--- Records provided ---

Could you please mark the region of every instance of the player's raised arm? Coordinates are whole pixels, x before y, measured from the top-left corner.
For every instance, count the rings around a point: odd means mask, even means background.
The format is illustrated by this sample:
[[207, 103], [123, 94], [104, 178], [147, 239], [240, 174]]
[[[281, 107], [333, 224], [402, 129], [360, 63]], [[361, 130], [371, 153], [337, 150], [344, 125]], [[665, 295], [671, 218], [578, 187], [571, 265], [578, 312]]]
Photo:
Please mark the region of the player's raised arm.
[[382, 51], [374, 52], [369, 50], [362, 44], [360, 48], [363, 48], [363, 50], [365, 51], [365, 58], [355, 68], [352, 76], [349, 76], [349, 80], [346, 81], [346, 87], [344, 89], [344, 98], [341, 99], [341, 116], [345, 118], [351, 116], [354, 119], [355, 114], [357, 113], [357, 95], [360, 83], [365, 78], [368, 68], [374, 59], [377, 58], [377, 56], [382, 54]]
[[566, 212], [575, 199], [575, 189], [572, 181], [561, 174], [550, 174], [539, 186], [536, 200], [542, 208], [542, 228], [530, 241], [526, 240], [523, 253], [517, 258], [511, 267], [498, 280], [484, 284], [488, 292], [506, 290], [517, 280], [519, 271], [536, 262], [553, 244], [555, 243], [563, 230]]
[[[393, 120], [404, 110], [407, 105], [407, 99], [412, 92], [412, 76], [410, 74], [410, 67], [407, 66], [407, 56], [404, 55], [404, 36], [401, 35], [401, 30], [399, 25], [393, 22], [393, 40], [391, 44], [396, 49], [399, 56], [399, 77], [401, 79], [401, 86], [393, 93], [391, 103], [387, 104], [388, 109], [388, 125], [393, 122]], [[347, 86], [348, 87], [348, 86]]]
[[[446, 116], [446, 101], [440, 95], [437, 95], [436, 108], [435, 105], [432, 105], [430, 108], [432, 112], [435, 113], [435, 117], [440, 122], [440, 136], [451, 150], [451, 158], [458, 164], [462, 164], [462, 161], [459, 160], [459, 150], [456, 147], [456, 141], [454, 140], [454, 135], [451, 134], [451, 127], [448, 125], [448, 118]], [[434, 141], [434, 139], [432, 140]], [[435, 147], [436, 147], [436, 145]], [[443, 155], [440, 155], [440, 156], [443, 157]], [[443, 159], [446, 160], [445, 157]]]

--- Exercise requirements ---
Rewrite the listing above, changing every "raised arm" to "lifted arm" and leaving everything else unchanged.

--- The answer ---
Could you please mark the region of every instance of the player's lifted arm? Coordinates are whole pixels, x before y, measured from the top-left corner.
For every instance, count the rings around a point: odd means mask, even means background.
The format is illustrated by this sample:
[[207, 103], [123, 94], [104, 178], [147, 239], [240, 174]]
[[[281, 107], [333, 224], [402, 129], [360, 63]], [[361, 130], [371, 153], [337, 150], [344, 125]], [[665, 295], [671, 218], [578, 187], [571, 265], [578, 312]]]
Photo:
Please mark the region of the player's lifted arm.
[[382, 51], [374, 52], [369, 50], [362, 44], [360, 48], [363, 48], [363, 50], [365, 51], [365, 58], [355, 68], [352, 76], [349, 76], [349, 80], [346, 81], [346, 87], [344, 89], [344, 98], [341, 99], [341, 116], [345, 118], [351, 116], [354, 119], [355, 114], [357, 113], [357, 95], [360, 83], [365, 78], [368, 68], [374, 59], [377, 58], [377, 56], [382, 54]]
[[566, 212], [575, 199], [575, 189], [572, 181], [561, 174], [550, 174], [539, 186], [536, 200], [542, 208], [542, 228], [530, 241], [526, 240], [523, 253], [517, 258], [511, 267], [498, 280], [484, 284], [488, 292], [506, 290], [517, 280], [519, 271], [536, 262], [553, 244], [555, 243], [563, 230]]
[[[393, 120], [404, 110], [407, 105], [407, 99], [412, 92], [412, 76], [410, 74], [410, 67], [407, 66], [407, 56], [404, 55], [404, 36], [401, 35], [401, 30], [399, 25], [393, 22], [393, 40], [391, 44], [396, 49], [399, 56], [399, 77], [401, 79], [401, 86], [393, 93], [391, 103], [387, 104], [388, 109], [388, 125], [393, 122]], [[347, 86], [348, 87], [348, 86]]]
[[[446, 116], [446, 101], [440, 95], [437, 95], [436, 108], [435, 105], [432, 105], [430, 108], [432, 112], [435, 113], [435, 117], [440, 122], [440, 136], [451, 150], [451, 158], [458, 164], [462, 164], [462, 161], [459, 160], [459, 150], [456, 147], [456, 141], [454, 140], [454, 135], [451, 134], [451, 127], [448, 125], [448, 118]], [[434, 141], [434, 139], [432, 140]], [[435, 147], [436, 147], [436, 145]], [[443, 155], [440, 155], [440, 156], [443, 157]], [[443, 159], [446, 160], [445, 157]]]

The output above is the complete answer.